EXERCISE DIRECTIONS
Rewrite the material below as a JSON list of strings with one string per line, skipping blank lines and leaving the pictures out of your answer.
____
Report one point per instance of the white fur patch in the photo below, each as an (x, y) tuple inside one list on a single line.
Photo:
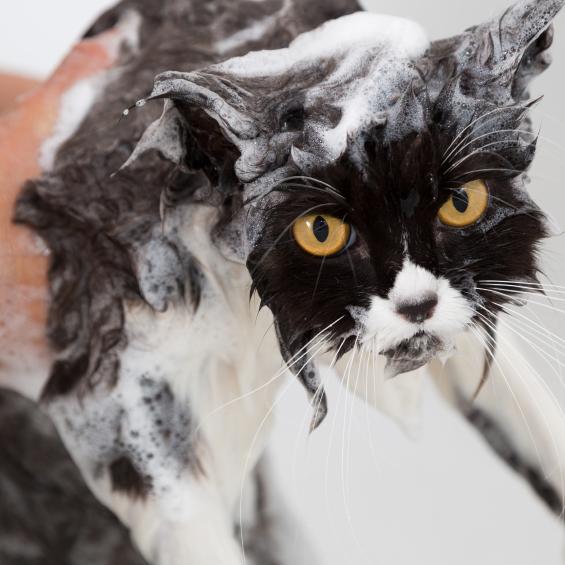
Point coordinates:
[(451, 316)]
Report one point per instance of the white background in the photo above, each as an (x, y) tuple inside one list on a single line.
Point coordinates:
[(366, 493)]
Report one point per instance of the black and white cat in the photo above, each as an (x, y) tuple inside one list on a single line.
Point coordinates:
[(363, 185)]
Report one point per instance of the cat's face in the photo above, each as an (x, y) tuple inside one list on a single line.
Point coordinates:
[(399, 256), (378, 180)]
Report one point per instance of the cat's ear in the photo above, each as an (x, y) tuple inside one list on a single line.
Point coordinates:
[(207, 122), (496, 61)]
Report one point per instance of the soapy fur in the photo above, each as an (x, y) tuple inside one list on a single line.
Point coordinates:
[(161, 226)]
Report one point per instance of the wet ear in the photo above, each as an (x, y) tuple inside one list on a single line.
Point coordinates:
[(498, 60), (206, 122)]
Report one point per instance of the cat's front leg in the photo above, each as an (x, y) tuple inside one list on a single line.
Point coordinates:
[(513, 408), (140, 451), (187, 526)]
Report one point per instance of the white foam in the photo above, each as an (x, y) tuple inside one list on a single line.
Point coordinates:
[(362, 31), (73, 108)]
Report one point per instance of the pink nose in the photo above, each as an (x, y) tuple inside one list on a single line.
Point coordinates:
[(418, 312)]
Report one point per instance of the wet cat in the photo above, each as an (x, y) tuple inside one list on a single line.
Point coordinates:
[(366, 187)]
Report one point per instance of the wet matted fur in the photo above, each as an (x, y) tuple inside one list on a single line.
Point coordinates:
[(162, 224)]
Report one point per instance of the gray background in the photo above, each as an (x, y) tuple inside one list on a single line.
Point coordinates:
[(366, 493)]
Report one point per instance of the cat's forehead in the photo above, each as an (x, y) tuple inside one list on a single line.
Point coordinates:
[(343, 40), (358, 65)]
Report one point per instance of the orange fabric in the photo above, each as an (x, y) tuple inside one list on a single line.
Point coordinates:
[(22, 131)]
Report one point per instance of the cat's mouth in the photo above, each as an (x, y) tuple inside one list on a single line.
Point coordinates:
[(413, 353)]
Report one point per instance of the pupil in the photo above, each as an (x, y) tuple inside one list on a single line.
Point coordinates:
[(461, 201), (321, 229)]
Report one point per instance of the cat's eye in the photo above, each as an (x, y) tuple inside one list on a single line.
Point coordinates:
[(466, 206), (321, 235), (293, 120)]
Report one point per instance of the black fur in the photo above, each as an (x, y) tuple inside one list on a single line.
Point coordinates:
[(48, 516), (502, 445)]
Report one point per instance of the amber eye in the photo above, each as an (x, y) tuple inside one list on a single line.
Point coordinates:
[(466, 205), (321, 235)]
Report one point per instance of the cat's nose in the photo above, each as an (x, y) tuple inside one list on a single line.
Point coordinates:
[(418, 312)]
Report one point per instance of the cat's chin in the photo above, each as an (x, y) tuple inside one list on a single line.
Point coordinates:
[(414, 353)]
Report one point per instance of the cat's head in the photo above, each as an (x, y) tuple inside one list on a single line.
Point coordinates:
[(377, 181)]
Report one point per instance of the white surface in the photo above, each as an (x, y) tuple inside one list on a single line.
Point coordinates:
[(368, 494)]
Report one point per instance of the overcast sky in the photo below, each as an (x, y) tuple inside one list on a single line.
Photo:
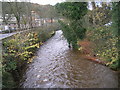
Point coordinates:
[(43, 2)]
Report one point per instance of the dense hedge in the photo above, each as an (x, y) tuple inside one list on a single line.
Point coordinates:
[(19, 50)]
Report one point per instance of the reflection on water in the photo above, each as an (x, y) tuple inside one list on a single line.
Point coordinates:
[(57, 66)]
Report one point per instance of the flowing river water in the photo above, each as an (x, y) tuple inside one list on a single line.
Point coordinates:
[(57, 66)]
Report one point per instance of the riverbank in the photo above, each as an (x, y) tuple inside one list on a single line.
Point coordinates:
[(58, 66), (90, 52), (18, 50)]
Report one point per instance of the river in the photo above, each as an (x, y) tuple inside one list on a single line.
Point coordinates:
[(57, 66)]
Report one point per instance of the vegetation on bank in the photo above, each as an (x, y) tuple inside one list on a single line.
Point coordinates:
[(19, 50), (99, 25)]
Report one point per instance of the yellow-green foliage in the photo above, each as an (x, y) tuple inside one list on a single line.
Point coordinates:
[(20, 49), (106, 45)]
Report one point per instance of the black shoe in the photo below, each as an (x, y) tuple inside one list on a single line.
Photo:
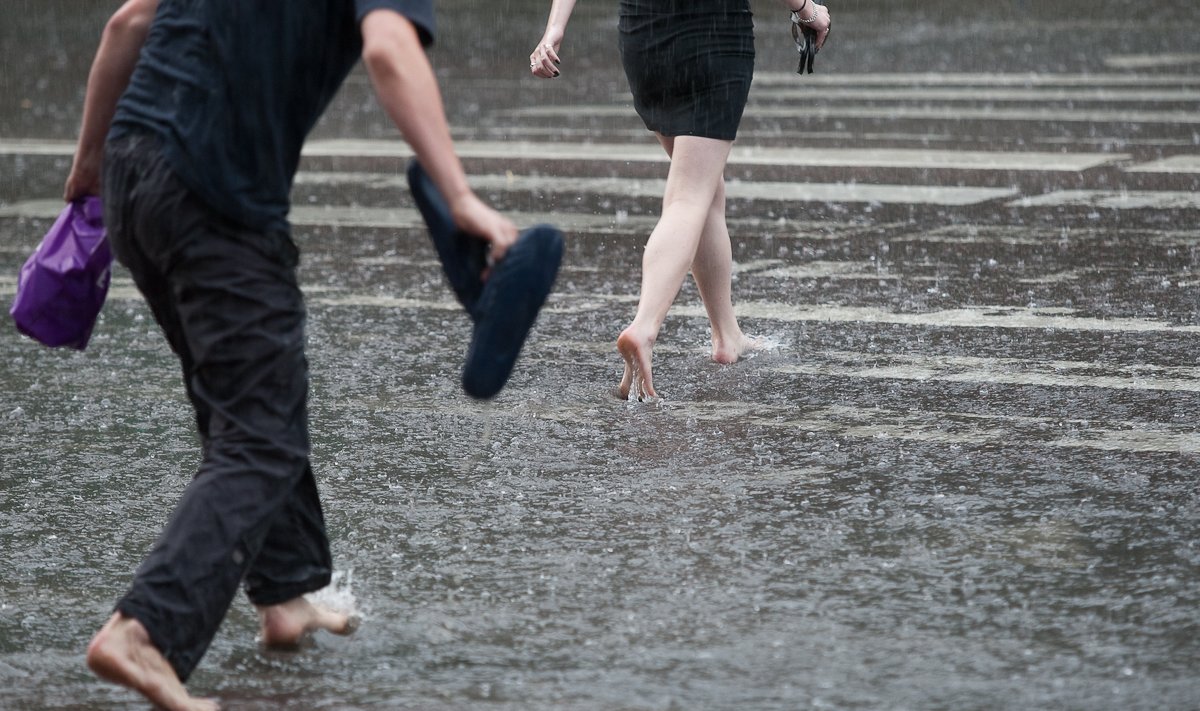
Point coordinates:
[(504, 306)]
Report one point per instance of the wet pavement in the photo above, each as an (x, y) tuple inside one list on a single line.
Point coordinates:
[(964, 477)]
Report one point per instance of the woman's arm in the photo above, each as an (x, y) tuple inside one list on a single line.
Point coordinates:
[(111, 71), (544, 59), (815, 16)]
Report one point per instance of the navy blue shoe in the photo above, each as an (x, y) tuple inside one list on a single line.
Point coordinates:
[(504, 306)]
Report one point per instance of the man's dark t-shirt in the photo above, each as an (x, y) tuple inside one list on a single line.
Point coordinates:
[(233, 88)]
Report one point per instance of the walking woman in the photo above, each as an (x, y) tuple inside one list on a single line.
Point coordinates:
[(689, 65)]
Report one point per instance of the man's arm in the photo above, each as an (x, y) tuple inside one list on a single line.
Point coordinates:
[(111, 71), (408, 91)]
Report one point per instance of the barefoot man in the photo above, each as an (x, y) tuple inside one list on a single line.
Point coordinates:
[(193, 121)]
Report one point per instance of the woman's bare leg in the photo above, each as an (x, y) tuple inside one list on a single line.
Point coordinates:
[(696, 168), (713, 272)]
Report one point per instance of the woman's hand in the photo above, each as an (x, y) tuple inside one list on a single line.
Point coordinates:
[(816, 18), (544, 59)]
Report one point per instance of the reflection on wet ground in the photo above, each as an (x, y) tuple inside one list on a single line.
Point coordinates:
[(963, 477)]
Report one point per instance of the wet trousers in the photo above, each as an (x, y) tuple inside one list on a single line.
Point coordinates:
[(228, 302)]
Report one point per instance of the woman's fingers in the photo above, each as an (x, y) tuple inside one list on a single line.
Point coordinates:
[(544, 61)]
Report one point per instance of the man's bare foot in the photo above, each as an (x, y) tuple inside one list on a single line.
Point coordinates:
[(121, 652), (639, 376), (727, 352), (286, 623)]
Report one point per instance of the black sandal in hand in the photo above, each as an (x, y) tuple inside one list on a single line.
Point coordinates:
[(805, 39)]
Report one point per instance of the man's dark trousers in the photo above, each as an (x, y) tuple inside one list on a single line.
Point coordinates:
[(229, 305)]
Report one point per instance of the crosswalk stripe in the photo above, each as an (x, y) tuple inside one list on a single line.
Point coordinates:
[(946, 113), (983, 94), (889, 79), (1129, 199)]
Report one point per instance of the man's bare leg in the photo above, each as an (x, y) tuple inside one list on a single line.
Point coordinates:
[(286, 623), (121, 652)]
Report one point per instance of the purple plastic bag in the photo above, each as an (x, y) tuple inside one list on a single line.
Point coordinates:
[(63, 285)]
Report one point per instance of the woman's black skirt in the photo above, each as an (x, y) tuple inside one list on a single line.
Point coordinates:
[(689, 71)]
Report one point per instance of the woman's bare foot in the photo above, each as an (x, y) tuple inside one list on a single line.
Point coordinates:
[(730, 351), (121, 652), (286, 623), (639, 376)]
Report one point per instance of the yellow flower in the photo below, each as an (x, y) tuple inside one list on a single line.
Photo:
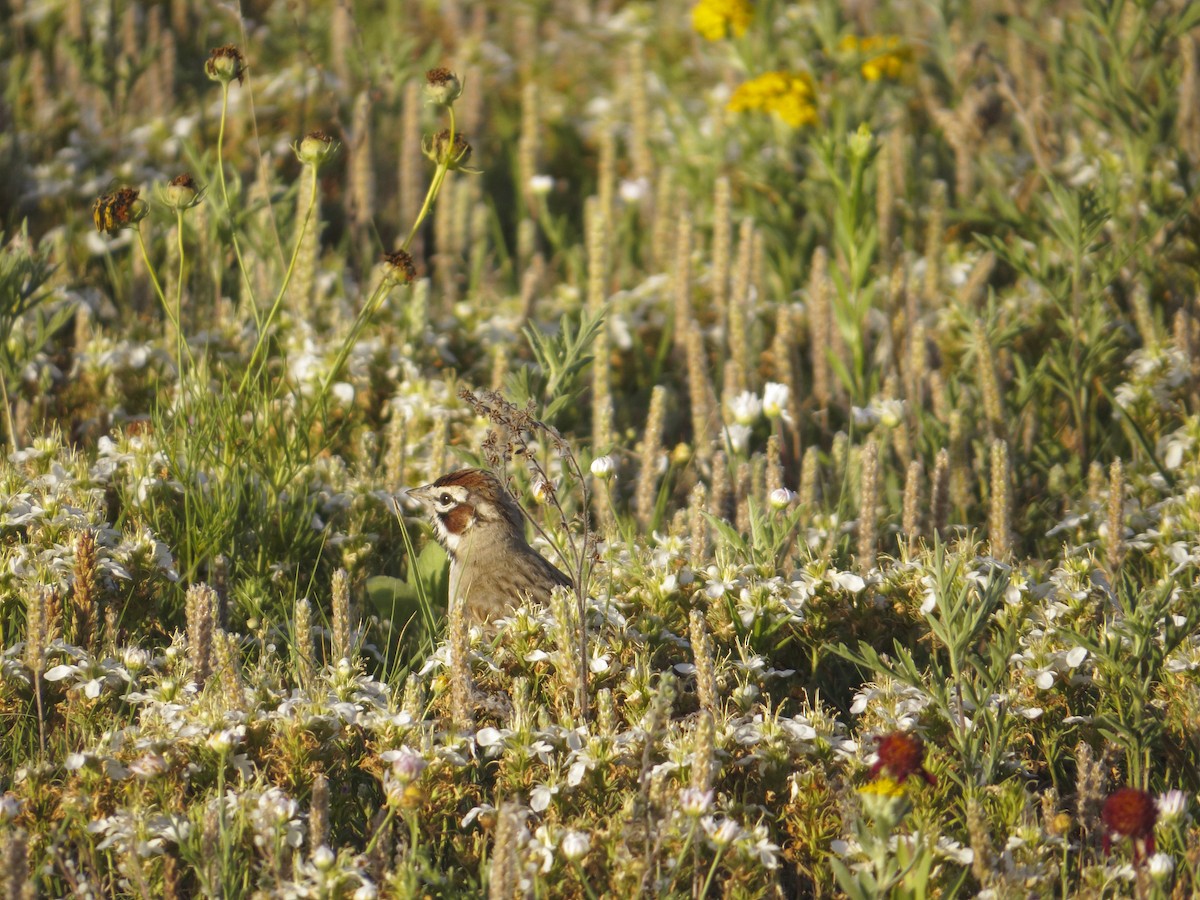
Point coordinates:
[(787, 95), (883, 55), (713, 19)]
____
RESPONSE TO THIS TASK
[
  "Report one point per instance of the white fur patch in the photo below, each as an (x, y) tuple inside one list on a single line.",
  "Photo:",
  "Point coordinates:",
  "[(451, 316)]",
  "Report one point per instance of the white background in the photo above, each as an (x, y) tuple inside one list on a single line.",
  "Point coordinates:",
  "[(366, 493)]",
  "Report one point per instance of the black and white cat in the photo above, each as an (x, y) tuple inside one list on a single line.",
  "Point coordinates:",
  "[(363, 185)]",
  "Report one point per instance of the cat's face in the photo above, each as an (x, y) tuple inside one list on a single line.",
  "Point coordinates:",
  "[(399, 256), (378, 180)]",
  "Report one point per instance of the cat's ear in the photo above, each as an (x, y) tuple inside one list on a single line.",
  "Point coordinates:",
  "[(207, 122), (496, 61)]",
  "Report one point per instance of the soapy fur in the photo above, each as an (x, y) tuple inside one list on a single line.",
  "Point coordinates:",
  "[(161, 226)]",
  "Report one point per instance of the wet ear in the photo above, each as an (x, y) tuple inside one list on a single line.",
  "Point coordinates:",
  "[(498, 60), (206, 122)]",
  "Report one point per instance of the cat's front leg in the photo above, each as an (x, y) tuple inside one list on a single line.",
  "Point coordinates:",
  "[(513, 408), (140, 451), (187, 526)]",
  "Report one point per instance of the white foam in the photo above, each as an (x, y) tuple inside one list on a single line.",
  "Point coordinates:",
  "[(362, 31), (73, 108)]",
  "Report one point per instance of the pink nose in the photo above, each as an (x, y) tuple inside one list on a single line.",
  "Point coordinates:",
  "[(418, 312)]",
  "Report one point per instance of the wet cat in the photo above, each as an (x, y) tuple inside one list on a single line.",
  "Point coordinates:",
  "[(366, 187)]",
  "Report one point per instance of the wet matted fur in the photo above, each as an (x, y) tuple inside one list on a single line.",
  "Point coordinates:",
  "[(162, 224)]",
  "Report one point per instance of the gray background in the photo above, each as an (x, y) tuple inside one list on a single line.",
  "Point coordinates:",
  "[(366, 493)]",
  "Report one point per instance of the cat's forehead in the photo above, each as an (x, y) tuple inside one list on a single line.",
  "Point coordinates:",
  "[(343, 40), (358, 65)]",
  "Report one point per instance of the orange fabric in the photo above, each as an (x, y) tuple inside one list on a single line.",
  "Point coordinates:",
  "[(22, 131)]",
  "Report one point per instance of the cat's mouth in the photo above, each as an (x, y) tuple inside one list on a single line.",
  "Point coordinates:",
  "[(413, 353)]",
  "Report one point per instance of the pupil in the photo above, each as an (x, y) tuple inside one list on a single line.",
  "Point coordinates:",
  "[(461, 201), (321, 229)]",
  "Report one point per instance of the cat's eye in the photo above, each as an (x, y) tuple inside one list on a single line.",
  "Point coordinates:",
  "[(466, 206), (321, 235), (293, 120)]",
  "Report one point per instance of the black fur in the photo above, each as an (x, y) tuple inside one list on a single line.",
  "Point coordinates:",
  "[(48, 516), (502, 445)]",
  "Report one point per instance of the amber eye in the photo above, each as an (x, y) tuple inside one list on a single line.",
  "Point coordinates:",
  "[(466, 205), (321, 235)]",
  "Report one point per instance of the cat's nose in the photo above, each as an (x, y) tuple inside one list on a single line.",
  "Point coordinates:",
  "[(418, 312)]",
  "Report one point per instance of the cat's chin in the photo above, each as an (x, y) tuple inside one list on a single line.",
  "Point coordinates:",
  "[(414, 353)]",
  "Report one point per instance of the cat's head in the photo above, each as an (x, y) tuple inside one list on a single line.",
  "Point coordinates:",
  "[(377, 181)]",
  "Report one point per instance of the white surface in the photo above, each as an (x, y) tuple inside one list on a single line.",
  "Point coordinates:",
  "[(368, 494)]",
  "Report one point per instance of the overcast sky in the photo below, each as an (x, y) tuple inside one list on a single line.",
  "Photo:",
  "Point coordinates:",
  "[(43, 2)]",
  "Report one point per instance of the dense hedge in the photo above, each as an (x, y) tuple inside one list on a single line.",
  "Point coordinates:",
  "[(19, 50)]",
  "Report one point per instance of the reflection on water in the photo above, each as an (x, y) tuple inside one list on a single line.",
  "Point coordinates:",
  "[(57, 66)]",
  "Report one point per instance of the flowing river water in the photo above, each as an (x, y) tuple inside one list on a single line.",
  "Point coordinates:",
  "[(57, 66)]",
  "Report one point per instance of the riverbank in the photo above, each as an (x, y) tuple inside one list on a single line.",
  "Point coordinates:",
  "[(58, 66), (90, 52), (18, 50)]",
  "Report one point per instance of the river in the photo above, each as an (x, y) tuple inside one list on a single line.",
  "Point coordinates:",
  "[(57, 66)]",
  "Report one point per instance of the vegetation on bank in the photo above, each as an (x, y) tuple inside one list on a single line.",
  "Point coordinates:",
  "[(19, 50), (99, 25)]",
  "Report one point per instance of the yellow-green foliage in the photo above, each as an (x, y) tuple inside one list on a single line.",
  "Point coordinates:",
  "[(20, 49), (106, 45)]",
  "Report one point per instance of the black shoe in the photo below, each as an (x, y) tuple inside one list on a single line.",
  "Photo:",
  "Point coordinates:",
  "[(504, 306)]",
  "Report one point per instance of the wet pavement in the photo above, each as an (x, y) tuple inside one list on a single line.",
  "Point coordinates:",
  "[(964, 477)]",
  "Report one point per instance of the woman's arm in the photo above, each as an (x, y) tuple inside one list on a single line.",
  "Point coordinates:",
  "[(111, 71), (544, 59), (815, 16)]",
  "Report one point per instance of the navy blue shoe in the photo above, each as an (x, y) tuple inside one list on a single line.",
  "Point coordinates:",
  "[(504, 306)]",
  "Report one point per instance of the man's dark t-shirt in the photo above, each as an (x, y) tuple inside one list on a single line.",
  "Point coordinates:",
  "[(233, 88)]",
  "Report one point per instance of the walking woman in the photo above, each as an (x, y) tuple inside one list on a single line.",
  "Point coordinates:",
  "[(689, 65)]",
  "Report one point per instance of the man's arm in the photo above, each as an (x, y) tuple inside one list on a single line.",
  "Point coordinates:",
  "[(111, 71), (408, 91)]",
  "Report one point per instance of the barefoot man in the photo above, each as an (x, y) tuple inside one list on a single line.",
  "Point coordinates:",
  "[(193, 121)]",
  "Report one point per instance of the woman's bare leg in the photo above, each as an (x, y) tuple inside one list on a single line.",
  "Point coordinates:",
  "[(696, 168), (713, 272)]",
  "Report one point per instance of the woman's hand in the photo above, each as an (x, y) tuple inside one list on a single line.",
  "Point coordinates:",
  "[(816, 18), (544, 59)]",
  "Report one point per instance of the reflection on wet ground in the photo above, each as an (x, y) tuple inside one list on a single line.",
  "Point coordinates:",
  "[(963, 477)]",
  "Report one point per instance of the wet trousers in the photo above, each as an (x, y) tuple inside one list on a single line.",
  "Point coordinates:",
  "[(228, 302)]",
  "Report one point per instance of the woman's fingers in the photo above, each as an (x, y) tuple inside one list on a single line.",
  "Point coordinates:",
  "[(544, 61)]",
  "Report one point per instance of the man's bare foot in the photo above, each as an (x, y) tuple inside one list on a single line.",
  "Point coordinates:",
  "[(121, 652), (639, 376), (727, 352), (286, 623)]",
  "Report one point per instance of the black sandal in hand in the photo above, each as an (x, y) tuple inside one list on a single line.",
  "Point coordinates:",
  "[(805, 39)]",
  "Report one point per instance of the man's dark trousers in the photo above, each as an (x, y) tuple inside one list on a single line.",
  "Point coordinates:",
  "[(229, 305)]",
  "Report one point per instance of the crosswalk stripe in the photo above, each as an (x, y) tuple inside one list on a single line.",
  "Point coordinates:",
  "[(946, 113), (983, 94), (889, 79), (1129, 199)]",
  "Report one point per instance of the man's bare leg in the photo above, each as an (x, y) tuple inside one list on a single line.",
  "Point coordinates:",
  "[(286, 623), (121, 652)]",
  "Report one point per instance of the purple plastic bag in the photo above, each as an (x, y) tuple inside one list on a single line.",
  "Point coordinates:",
  "[(63, 285)]",
  "Report one point per instance of the woman's black skirt in the photo above, each as an (x, y) tuple inside one list on a single line.",
  "Point coordinates:",
  "[(689, 71)]",
  "Report one point per instance of the woman's bare foot in the photo above, each as an (x, y) tuple inside one list on a single line.",
  "Point coordinates:",
  "[(730, 351), (121, 652), (286, 623), (639, 376)]",
  "Report one point per instance of the yellow flower in the photo below, each as an (x, y) tuple inside one list on a single line.",
  "Photo:",
  "Point coordinates:",
  "[(787, 95), (883, 55), (713, 19)]"
]